SELECTED PASSAGE
Thursday, November 30, 2017

Extract Attachments Inside or Embedded Within InfoPath XML Forms

SITUATION: It's been a while but I'm back to working more with SharePoint - YAY - and was hit with my first unique request back in 2018: we want to find a way to extract files that are embedded inside of InfoPath attachment controls. Along the way, also had to figure out how to download all files in a library.

RESOLUTION: I apologize now: THERE IS NO OOTB WAY TO JUST GRAB THESE SUCKERS...you must use SOME form of code or script :(. So, I figured out two ways originally and have maintained one way to do this: PowerShell. This way, you can download the files locally and then extract the attachments (does use more disk space) but is probably done on a SharePoint admin server - I welcome some assistance in porting this to O365 so that anyone can run this on their own computer if they have appropriate perms

******CAVEATS******
The ways presented are definitely a beta and should be applied only to a test instance of SharePoint so you don't kill your server or computer. I'm definitely not responsible for you using this script and it messing stuff up - review it, test it, follow your company's standards for verification and testing, etc.
I welcome feedback if you discover a bug in it but feel free to use how you see fit, tweak it, whatever. It'd be nice to keep some credit if you end up doing amazing things with it - just let me know :)!
This was tested using PowerShell on a SharePoint Server 2010 instance. This may or may not work in other versions, I'm sure you could test it and let me know.
******END CAVEATS******

Now, it took me a while to get all the pieces together, so here are the links to the information needed to pull this off <begin credits>:
  1. MS explains how to do this in visual studio code here
  2. Chris White expounds on the same thing in some different detail here
  3. Different stack exchange questions related to pushing and pulling from XML in a form library as well as handling the attachment raw data and rebuilding it here, here, and here
  4. Masanao Izumo has a cross-browser implementation for converting an unsigned 8 byte integer array back to a string (text) here
  5. (2022 update) - MS has some documentation on the byte header that they insert before files that have been embedded within their xml files here <end credits>
Powershell Script - Most recent update was 2022-05-02. Has 2 requirements and 3 optional pieces for which it prompts: 1) URL of the sharepoint web (aka the regular site, not site collection), 2) The name of the form library, and 3) if you are extracting InfoPath forms, what data source in the xml file do you want to use to create folder(s) on your computer in which to place all of the attachments - if it is an XML attribute instead of a proper data source then that is ok too, and 4) and 5) a cutoff date in case you want to only download items before a certain date or after a certain date. The last part that you *might* edit is the $filepath since that is the main path on your computer for where you want to stick all these attachment files. Here's the script link: https://github.com/hornerit/powershell/blob/master/Get-SharePointInfoPathFilesAndAttachments.ps1

Further Explanation: So here's how it pulls together:

  1. InfoPath XML attachment files are first a long string that has been "encoded" into something called Base64. You don't have to know what that means, you just have to know they were encoded - which means to use them we need to decode them. That's the first step once we have the InfoPath XML file.

DATA LISTING

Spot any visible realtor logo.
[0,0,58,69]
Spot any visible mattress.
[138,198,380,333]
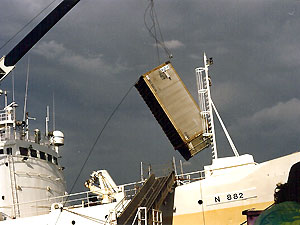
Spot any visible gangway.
[117,171,175,225]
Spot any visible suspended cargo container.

TASK OBJECTIVE
Please continue the InfoPath attachment extraction post from its final sentence, picking up after the first step on decoding the Base64 string.

RESPONSE
  2. The attachment files (once decoded) are composed of a header portion and the data portion. The header consists of 2 parts: a fixed header set of information and the filename of the attachment.
  3. Byte 20 of the header tells you just how long the filename is as a number. This is a byte but needs to be doubled for how the information is encoded (unicode or UTF8).
  4. Once we know how long the filename is, we look *just* past the end of the regular, fixed header (byte 24) and copy every other byte till the end of the filename section - except for the very last one as it has a byte to tell the system that this is the end of the file name. The reason we do every other is that the ones in between are basically nothing or what programmers call 'null'. One weird thing - PDFs in my environment didn't have a file extension at the end of their name...so I created a small workaround to just append .pdf if there was not any extension mentioned.
  5. Now that we have the filename, we need to separate out the contents from the header, so we create a new array that just starts after the end of the filename.
  6. This new array needs to be somehow converted into a file...in *Windows* Powershell, we use the WriteAllBytes function to make it a file and we just tell it where the path is that it should write and give it this blob of goodness
  7. Getting access to the file itself is easy for Powershell - when the script is done, go look at your folder. There's the "_DownloadedRawFiles" subfolder, which you can ignore for now, and there's all the other folders generated by the extraction process based on the group by aka Folder Structure Node supplied.

10 comments:

  1. Thank you man! That saved me quite a lot of headaches.
    I've adapted your code into a Vue.js app to extract old InfoPath forms' attachments. Should you (or anyone) need it, just ask.

    ReplyDelete
  2. Works like a charm Brendan! Thank you sooooo much!
    Moving from on prem SP2013 with Infopath to SP online without...

    ReplyDelete
  3. Hi, this could really help me on migrating InfoPath forms and specially the attachments. But, an error is displayed when the attachments are processed: Cannot convert value "System.Object[]" to type "System.Xml.XmlDocument". Error "The '¤' character, hexadecimal value 0xA4, cannot be included in a name. Line 33, position 14." Could you provide some ideas on this error and how to fix it?

    ReplyDelete
    Replies
    1. So this happened before with the SS symbol for subsection in a legal document. If you look at line 410, you can add your own .replace("symbol goes here","") to it and I think that'll fix that strange symbol from being included in the name and that *should* allow it to work.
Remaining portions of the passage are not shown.